#### The exercise:
Can you recast every line of the entries below as a Markdown table with the columns No. and Line, numbering the rows and omitting blank lines? Leave the pictures out of the table.

#### Listed records:
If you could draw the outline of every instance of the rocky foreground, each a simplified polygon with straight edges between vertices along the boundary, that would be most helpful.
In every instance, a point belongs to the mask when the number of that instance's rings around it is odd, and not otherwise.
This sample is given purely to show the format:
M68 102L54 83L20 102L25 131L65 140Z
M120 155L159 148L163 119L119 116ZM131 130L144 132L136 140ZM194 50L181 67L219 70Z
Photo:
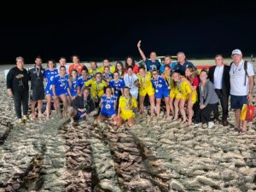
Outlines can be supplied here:
M17 126L0 90L0 192L256 191L254 124L244 136L140 115L132 128L55 116Z

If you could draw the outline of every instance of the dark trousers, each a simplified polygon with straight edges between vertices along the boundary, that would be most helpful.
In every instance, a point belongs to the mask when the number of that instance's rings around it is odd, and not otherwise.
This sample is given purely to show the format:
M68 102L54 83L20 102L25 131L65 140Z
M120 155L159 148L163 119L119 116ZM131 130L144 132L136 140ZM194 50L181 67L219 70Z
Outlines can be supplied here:
M201 120L202 124L207 124L211 120L211 113L216 110L218 108L218 103L207 104L203 109L199 109L197 115L197 119Z
M14 92L15 109L18 119L21 118L21 105L23 115L27 115L28 111L28 90Z
M222 122L227 121L228 119L228 113L229 113L229 95L224 94L222 90L217 90L215 89L215 92L217 93L220 103L221 103L221 108L222 108ZM218 108L216 108L216 109L213 111L214 119L218 119Z

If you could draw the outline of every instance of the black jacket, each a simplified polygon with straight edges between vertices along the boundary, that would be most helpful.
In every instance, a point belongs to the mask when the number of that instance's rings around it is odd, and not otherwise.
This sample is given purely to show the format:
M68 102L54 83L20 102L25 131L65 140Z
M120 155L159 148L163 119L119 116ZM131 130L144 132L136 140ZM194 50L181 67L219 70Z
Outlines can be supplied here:
M208 78L210 81L214 84L214 71L216 66L212 66L209 69ZM222 92L224 95L229 96L230 91L230 67L224 65L222 76Z
M94 101L91 99L90 96L88 96L86 102L84 102L84 96L77 96L71 105L74 109L85 108L86 113L90 113L96 108Z
M14 92L27 91L29 74L24 68L20 71L17 67L9 70L6 78L7 89L11 89Z

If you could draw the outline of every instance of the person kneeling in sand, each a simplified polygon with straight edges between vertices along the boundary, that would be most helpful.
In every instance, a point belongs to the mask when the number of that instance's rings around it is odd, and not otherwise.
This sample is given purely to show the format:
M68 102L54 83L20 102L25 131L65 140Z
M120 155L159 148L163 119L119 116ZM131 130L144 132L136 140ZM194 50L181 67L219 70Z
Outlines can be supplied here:
M97 118L98 122L103 121L106 118L111 118L113 124L116 124L116 100L117 97L112 95L110 87L107 87L106 94L102 96L100 100L101 112Z
M135 124L135 113L137 110L137 100L131 95L130 88L124 88L124 96L119 98L119 110L117 116L117 124L128 121L128 125L132 126Z
M85 119L88 116L96 114L93 99L90 97L90 88L84 88L82 96L77 96L67 110L71 123Z

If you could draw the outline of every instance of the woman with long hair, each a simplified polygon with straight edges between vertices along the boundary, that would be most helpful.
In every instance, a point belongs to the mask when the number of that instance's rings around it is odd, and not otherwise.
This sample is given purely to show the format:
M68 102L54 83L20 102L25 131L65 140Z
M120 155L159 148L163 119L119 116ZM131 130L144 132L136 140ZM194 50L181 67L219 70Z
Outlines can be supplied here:
M143 67L141 67L139 68L137 77L139 80L140 112L143 113L145 96L148 95L150 102L150 113L151 117L154 117L154 90L151 82L151 73L150 72L146 73L145 68Z
M158 71L154 69L152 71L152 83L154 88L155 98L156 98L156 115L160 117L161 99L165 99L166 108L166 118L170 115L170 105L169 105L169 90L166 79L158 74Z
M115 70L119 73L119 78L124 78L124 64L121 61L117 61L115 64Z
M125 81L119 78L118 72L113 73L113 79L109 82L109 86L112 88L112 92L114 96L119 98L123 95L123 89L125 84Z
M44 81L46 82L46 86L44 90L46 97L46 119L49 119L49 113L51 108L51 102L53 97L52 85L54 82L54 78L58 74L58 69L56 68L56 63L54 60L49 60L47 62L47 69L44 72ZM56 106L55 106L56 109Z
M95 78L90 79L84 85L84 87L88 86L90 86L91 98L95 102L99 102L99 99L104 94L104 89L108 86L108 84L102 79L102 73L97 73Z
M98 122L103 121L106 118L111 118L113 125L116 124L116 102L117 97L112 95L112 89L107 87L106 94L102 96L99 103L101 112L97 119Z
M174 108L175 116L174 120L177 119L178 109L180 110L183 117L182 123L187 121L187 116L185 112L185 102L192 99L192 90L188 80L184 79L178 72L174 72L172 74L173 88L171 90L171 98L175 98Z
M69 89L71 96L68 95L68 92L66 92L67 98L68 101L68 104L71 104L71 102L78 95L78 71L76 69L72 69L71 75L68 79Z
M54 83L52 86L53 92L53 99L55 102L55 105L56 106L56 111L59 113L59 116L62 115L66 116L67 109L67 99L66 96L66 92L67 91L68 95L71 96L68 78L66 75L66 67L61 66L60 67L60 74L55 76ZM61 99L63 102L63 113L61 115L61 108L60 108L60 102L59 98Z
M117 124L121 125L125 121L129 126L135 124L135 111L137 109L137 100L131 95L130 88L124 88L124 96L119 98Z
M191 100L188 100L188 109L189 109L189 120L188 125L192 125L192 118L194 116L193 106L197 102L197 90L199 85L199 79L197 72L194 67L189 67L185 70L185 76L189 82L190 89L192 90Z

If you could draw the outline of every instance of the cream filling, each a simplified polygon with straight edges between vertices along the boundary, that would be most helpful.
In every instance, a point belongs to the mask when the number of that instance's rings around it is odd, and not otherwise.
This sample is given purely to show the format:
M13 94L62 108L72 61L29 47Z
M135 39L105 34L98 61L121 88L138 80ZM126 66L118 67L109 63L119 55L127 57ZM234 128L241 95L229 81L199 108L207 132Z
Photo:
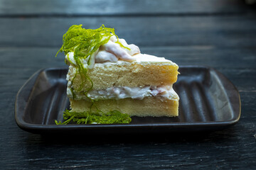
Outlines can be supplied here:
M69 86L67 89L67 94L70 98L73 98L73 94ZM74 91L74 94L76 100L87 99L82 93ZM109 87L105 90L90 91L87 94L87 96L92 100L119 100L126 98L142 100L144 98L148 96L159 97L163 100L179 100L178 96L174 91L172 85L159 86L146 86L144 87Z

#### Output for this exercise:
| No. | Line |
|---|---|
| 1 | If you could draw the outline of every instance of the rocky foreground, each a simplified polygon with straight edges between vertices along the boundary, that would be most helpful. |
| 2 | In every instance, a point belongs to the mask when the number of that instance's rings around it is odd, and not otherwise. |
| 3 | This sample is given purely to show the format: |
| 4 | M68 102L54 83L20 102L25 131L65 140Z |
| 5 | M120 155L159 148L163 119L119 116ZM131 130L144 132L136 140ZM194 50L181 67L219 70Z |
| 6 | Photo: |
| 7 | Outlines can be supplied here: |
| 8 | M17 126L0 90L0 192L256 191L254 124L244 136L140 115L132 128L55 116Z |
| 9 | If you could draw the outline of every instance of the dark trousers, each a simplified polygon with straight edges between vertices along the boundary, that would be most helpful. |
| 10 | In every instance, a point belongs to the mask when the number of that instance's rings around it is odd, and not otherwise. |
| 11 | This sample is given purely to show the format: |
| 12 | M68 102L54 83L20 102L25 131L65 140Z |
| 13 | M120 155L159 148L163 119L119 116ZM131 130L144 132L136 140ZM194 50L181 67L219 70Z |
| 14 | Outlines can be supplied here: |
| 15 | M201 120L202 124L207 124L211 120L211 113L216 110L218 108L218 103L207 104L203 109L199 109L197 115L197 119Z |
| 16 | M14 92L15 109L18 119L21 118L21 105L23 115L27 115L28 111L28 90Z |
| 17 | M222 122L227 121L228 119L228 113L229 113L229 95L224 94L222 90L217 90L215 89L215 92L217 93L220 103L221 103L221 108L222 108ZM218 108L216 108L216 109L213 111L214 119L218 119Z |
| 18 | If you could draw the outline of every instance of the black jacket, each a simplified polygon with straight edges between vertices along the boundary, that would be most helpful. |
| 19 | In every instance, a point belongs to the mask when the number of that instance's rings around it is odd, and not otherwise. |
| 20 | This sample is given purely to show the format: |
| 21 | M68 102L54 83L20 102L25 131L65 140Z |
| 22 | M120 155L159 148L163 119L119 116ZM131 130L144 132L136 140ZM194 50L181 67L219 70Z |
| 23 | Outlines can be supplied here: |
| 24 | M208 78L210 81L214 84L214 71L216 66L212 66L209 69ZM222 92L224 95L229 96L230 91L230 67L224 65L222 76Z |
| 25 | M94 101L91 99L90 96L88 96L86 102L84 102L84 96L77 96L71 105L74 109L85 108L86 113L90 113L96 108Z |
| 26 | M14 92L27 91L29 74L24 68L20 71L17 67L9 70L6 78L7 89L11 89Z |
| 27 | If you could draw the outline of every instance of the person kneeling in sand, each a simplified polygon with straight edges between vertices along the boundary, that would be most helpful. |
| 28 | In every instance, a point belongs to the mask when the number of that instance's rings around it is odd, and not otherwise. |
| 29 | This sample is given purely to show the format: |
| 30 | M68 102L54 83L20 102L25 131L65 140Z |
| 31 | M120 155L159 148L163 119L119 116ZM131 130L144 132L136 140ZM194 50L181 67L219 70Z |
| 32 | Outlines can be supplied here: |
| 33 | M97 118L98 122L103 121L106 118L111 118L113 124L116 124L116 100L117 97L112 95L110 87L107 87L106 94L102 96L100 100L101 112Z |
| 34 | M135 124L135 113L137 110L137 100L131 95L130 88L124 88L124 96L119 98L119 110L117 116L117 124L128 121L128 125L132 126Z |
| 35 | M85 119L88 116L96 114L93 99L90 97L90 88L84 88L82 96L77 96L67 110L71 123Z |
| 36 | If you could draw the outline of every instance of the woman with long hair, each a simplified polygon with straight edges between vertices along the boundary, that would be most helpful. |
| 37 | In every instance, a point belongs to the mask when the number of that instance's rings around it is odd, and not otherwise. |
| 38 | This sample is given purely to show the format: |
| 39 | M68 102L54 83L20 102L25 131L65 140Z |
| 40 | M120 155L159 148L163 119L119 116ZM131 130L144 132L136 140ZM194 50L181 67L219 70Z |
| 41 | Outlines can be supplied here: |
| 42 | M143 67L141 67L139 68L137 77L139 80L140 112L143 113L145 96L148 95L150 102L150 113L151 117L154 117L154 90L151 82L151 73L150 72L146 73L145 68Z |
| 43 | M158 71L154 69L152 71L152 83L154 88L155 98L156 98L156 115L160 117L161 99L165 99L166 108L166 118L170 115L170 105L169 105L169 90L166 79L158 74Z |
| 44 | M115 70L119 73L119 78L124 78L124 64L121 61L117 61L115 64Z |
| 45 | M125 81L119 78L118 72L113 73L113 79L109 82L109 86L112 88L112 92L114 96L119 98L123 95L123 89L125 84Z |
| 46 | M44 81L46 82L46 86L44 90L46 97L46 119L49 119L49 113L51 108L51 102L53 97L52 85L54 82L54 78L58 74L58 69L56 68L56 63L54 60L49 60L47 62L47 69L44 72ZM56 106L55 106L56 109Z |
| 47 | M95 78L90 79L84 85L84 87L88 86L90 86L91 98L95 102L99 102L99 99L104 94L104 89L108 86L108 84L102 79L102 73L97 73Z |
| 48 | M98 122L103 121L106 118L111 118L113 125L116 124L116 102L117 97L112 95L112 89L107 87L106 94L102 96L99 103L101 112L97 119Z |
| 49 | M174 108L175 116L174 120L177 119L178 109L180 110L183 117L182 123L187 121L187 116L185 112L185 102L192 99L192 90L188 80L184 79L178 72L174 72L172 74L173 88L171 90L171 98L175 98Z |
| 50 | M69 89L71 96L68 95L68 92L66 92L67 98L68 101L68 104L71 104L71 102L78 95L78 71L76 69L72 69L71 75L68 79Z |
| 51 | M54 83L52 86L53 92L53 99L55 102L55 105L56 106L56 111L59 113L59 116L62 115L66 116L67 109L67 99L66 96L66 92L67 91L68 95L71 96L68 78L66 75L66 67L61 66L60 67L60 74L55 76ZM61 99L63 102L63 113L61 115L61 108L60 108L60 102L59 98Z |
| 52 | M117 124L121 125L125 121L129 126L135 124L135 111L137 109L137 100L131 95L130 88L124 88L124 96L119 98Z |
| 53 | M191 100L188 100L188 109L189 109L189 120L188 125L192 125L192 118L194 116L193 106L197 102L197 90L199 85L199 79L197 72L194 67L189 67L185 70L185 76L189 82L190 89L192 90Z |
| 54 | If you could draw the outline of every instance of the cream filling, each a simplified polygon with straight edges between vertices along the boundary, that would be most helpful. |
| 55 | In every instance, a point belongs to the mask when the number of that instance's rings around it is odd, and not otherwise. |
| 56 | This sample is given purely to show the format: |
| 57 | M13 94L62 108L72 61L29 47Z |
| 58 | M135 39L105 34L98 61L121 88L138 80ZM126 66L118 67L109 63L119 55L127 57ZM234 128L241 95L229 81L199 108L207 132Z |
| 59 | Photo: |
| 60 | Outlines can be supplied here: |
| 61 | M69 86L67 89L67 94L70 98L73 98L73 94ZM74 91L74 94L76 100L87 99L82 93ZM109 87L105 90L90 91L87 94L87 96L92 100L119 100L126 98L142 100L144 98L148 96L159 97L163 100L179 100L178 96L174 91L172 85L159 86L146 86L144 87Z |